| READING TEXT |
If I am not wrong, I think they’re closed for the Christmas holidays till next week.


----------



## King_Neptune

BundyBear said:


> If I am not wrong, I think they’re closed for the Christmas holidays till next week.


They are back Jan 3


----------



## King_Neptune

Received the watch back yesterday. Will be opening the package soon. I just feel that I'd better do that on video just in case. Fingers crossed.🤞


----------



## King_Neptune

Well, opened the box today and checked things out. It looks like they put a new bravelet on the watch. However, it works every bit as poorly as the original one. Time to look at rubber straps, I believe.


----------



## King_Neptune

Getting back to this issue. It turned out that Ball's service contractor did nothing at all with the watch.

That said, I've delivered it to another one of their service contractors. I took it there in person about 2.5 weeks ago. We'll see how it goes this time.


----------



## BundyBear

King_Neptune said:


> Getting back to this issue. It turned out that *Ball's service contractor did nothing at all with the watch.*
> 
> That said, I've delivered it to another one of their service contractors. I took it there in person about 2.5 weeks ago. We'll see how it goes this time.


What??? And they had the watch for so long. What a bunch of clowns. I hope that you get better result with the other service contractor. It’s poor service from these contractors that give the manufacturers a bad name.


----------



## King_Neptune

BundyBear said:


> What??? And they had the watch for so long. What a bunch of clowns. I hope that you get better result with the other service contractor. It’s poor service from these contractors that give the manufacturers a bad name.


Bulling @ss🤡s! 🤣

Seriously though, I drove hundreds of miles to check out this new place. I was satisfied, so I left them 3 watches to take care of for me:

Ball warranty job
Omrga Co-axial timing adjustment
Breitling complete overhaul
While I was there, I let them know just how aware of details my QA inspector @ss truly is. Otoh, I also gave some examples of how awaree I also am of real world challenges. If all goes well, I'll have a new go-to service vendor 🤞. That in itself is a major win in today's day and age of watch collecting.

| GIVEN INSTRUCTION 1 |
Can you sum up the watch repair thread in two sentences?
| GIVEN INSTRUCTION 2 |
Carry the watch repair thread on from its last post.
The records that follow are separate material.

| LISTED ENTRIES |
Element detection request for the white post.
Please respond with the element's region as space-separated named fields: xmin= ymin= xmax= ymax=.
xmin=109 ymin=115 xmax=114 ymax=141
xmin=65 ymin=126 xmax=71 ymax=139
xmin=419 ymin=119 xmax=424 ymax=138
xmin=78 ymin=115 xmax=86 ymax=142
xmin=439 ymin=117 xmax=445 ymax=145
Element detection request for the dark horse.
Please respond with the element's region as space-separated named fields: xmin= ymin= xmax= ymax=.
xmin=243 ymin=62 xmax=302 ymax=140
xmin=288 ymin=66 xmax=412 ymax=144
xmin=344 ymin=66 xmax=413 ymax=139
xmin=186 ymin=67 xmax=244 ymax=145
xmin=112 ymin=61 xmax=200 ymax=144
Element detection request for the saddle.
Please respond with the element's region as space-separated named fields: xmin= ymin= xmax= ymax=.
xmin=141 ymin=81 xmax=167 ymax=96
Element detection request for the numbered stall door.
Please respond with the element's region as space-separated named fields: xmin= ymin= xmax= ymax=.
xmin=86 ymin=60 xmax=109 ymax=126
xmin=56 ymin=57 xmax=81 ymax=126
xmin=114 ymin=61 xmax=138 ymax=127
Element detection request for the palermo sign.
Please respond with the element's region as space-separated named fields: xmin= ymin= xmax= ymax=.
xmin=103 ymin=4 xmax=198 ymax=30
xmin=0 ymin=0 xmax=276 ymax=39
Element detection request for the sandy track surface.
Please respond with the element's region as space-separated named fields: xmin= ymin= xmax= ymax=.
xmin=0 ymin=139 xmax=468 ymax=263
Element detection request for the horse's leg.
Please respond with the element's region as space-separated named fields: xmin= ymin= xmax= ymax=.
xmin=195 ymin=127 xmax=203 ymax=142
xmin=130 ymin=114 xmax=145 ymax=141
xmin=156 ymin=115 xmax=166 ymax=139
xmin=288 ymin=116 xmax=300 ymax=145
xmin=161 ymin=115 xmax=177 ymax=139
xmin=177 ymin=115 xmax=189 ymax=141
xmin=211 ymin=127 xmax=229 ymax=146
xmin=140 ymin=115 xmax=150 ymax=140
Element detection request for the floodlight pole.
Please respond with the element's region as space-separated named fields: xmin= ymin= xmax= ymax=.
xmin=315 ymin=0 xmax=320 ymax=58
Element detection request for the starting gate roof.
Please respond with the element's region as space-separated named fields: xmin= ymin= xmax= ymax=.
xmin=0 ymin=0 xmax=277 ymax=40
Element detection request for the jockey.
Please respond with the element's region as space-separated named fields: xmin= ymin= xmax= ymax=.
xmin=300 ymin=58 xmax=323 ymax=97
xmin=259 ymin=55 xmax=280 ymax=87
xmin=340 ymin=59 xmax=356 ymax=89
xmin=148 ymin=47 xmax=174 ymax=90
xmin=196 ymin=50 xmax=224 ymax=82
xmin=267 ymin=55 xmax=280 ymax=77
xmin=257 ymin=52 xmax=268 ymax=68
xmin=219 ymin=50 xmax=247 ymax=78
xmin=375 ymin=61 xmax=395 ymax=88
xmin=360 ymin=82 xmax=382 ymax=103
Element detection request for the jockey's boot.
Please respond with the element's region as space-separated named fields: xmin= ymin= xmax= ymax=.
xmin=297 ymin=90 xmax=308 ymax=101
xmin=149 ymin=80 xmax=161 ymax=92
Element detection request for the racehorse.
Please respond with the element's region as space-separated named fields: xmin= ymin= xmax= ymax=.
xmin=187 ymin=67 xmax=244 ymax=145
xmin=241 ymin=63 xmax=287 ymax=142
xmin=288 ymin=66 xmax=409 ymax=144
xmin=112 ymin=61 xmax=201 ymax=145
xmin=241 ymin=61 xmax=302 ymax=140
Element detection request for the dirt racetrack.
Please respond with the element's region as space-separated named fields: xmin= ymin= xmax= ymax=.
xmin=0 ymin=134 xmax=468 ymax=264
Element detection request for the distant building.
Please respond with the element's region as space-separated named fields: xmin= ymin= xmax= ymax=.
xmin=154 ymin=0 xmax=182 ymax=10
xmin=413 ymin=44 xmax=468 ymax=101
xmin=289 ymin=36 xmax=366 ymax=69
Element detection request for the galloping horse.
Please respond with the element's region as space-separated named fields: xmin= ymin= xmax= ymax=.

| REPLY 1 |
Ball's service contractor turned out to have done nothing with the watch, so King_Neptune took it in person to another of Ball's service contractors. Satisfied after driving hundreds of miles to check out this new place, King_Neptune left three watches there and hopes it will become a new go-to service vendor.

| REPLY 2 |
----------



## vmgotit

Ball Marvelight, are nice Watches. Congratulations. Vance.


----------



## BundyBear

King_Neptune said:


> Bulling @sss!
> 
> Seriously though, I drove hundreds of miles to check out this new place. I was satisfied, so I left them 3 watches to take care of for me:
> 
> Ball warranty job
> Omrga Co-axial timing adjustment
> Breitling complete overhaul
> While I was there, I let them know just how aware of details my QA inspector @ss truly is. Otoh, I also gave some examples of how awaree I also am of real world challenges. If all goes well, I'll have a new go-to service vendor . That in itself is a major win in today's day and age of watch collecting.


Pray that it all goes well for your three watches. Good service tech are hard to find, and if you find one, be friends with him. 

Tell us how it goes.


----------



## King_Neptune

Another month has passed. Crickets.


----------



## BundyBear

King_Neptune said:


> Another month has passed. Crickets.


Not even an update? I found communication is key. If there's a delay, telling the customer that there's a delay always helps to temper the expectations. Hiding under a rock doesn't help the situation at all.


----------



## King_Neptune

BundyBear said:


> Not even an update? I found communication is key. If there's a delay, telling the customer that there's a delay always helps to temper the expectations. Hiding under a rock doesn't help the situation at all.


At this point my disappointment is not with the facility, but with the overall situation. In all fairness, I give the current service folks another month. Overall though, a little "above and beyond" service, even if only communication, would have been nice.


----------



## jllphan

Love the addition of the PR complication and the updated hand set, looks great!


----------



## krznrsh

BundyBear said:


> Not even an update? I found communication is key. If there's a delay, telling the customer that there's a delay always helps to temper the expectations. Hiding under a rock doesn't help the situation at all.


Amen to that Sir! Also another one of my pet peeves! I hope you get updated soon! Keep us posted! Take it easy...


----------



## carlens.lal

Beautiful watch! Great choice and I'm sure that you'll enjoy it for many years to come.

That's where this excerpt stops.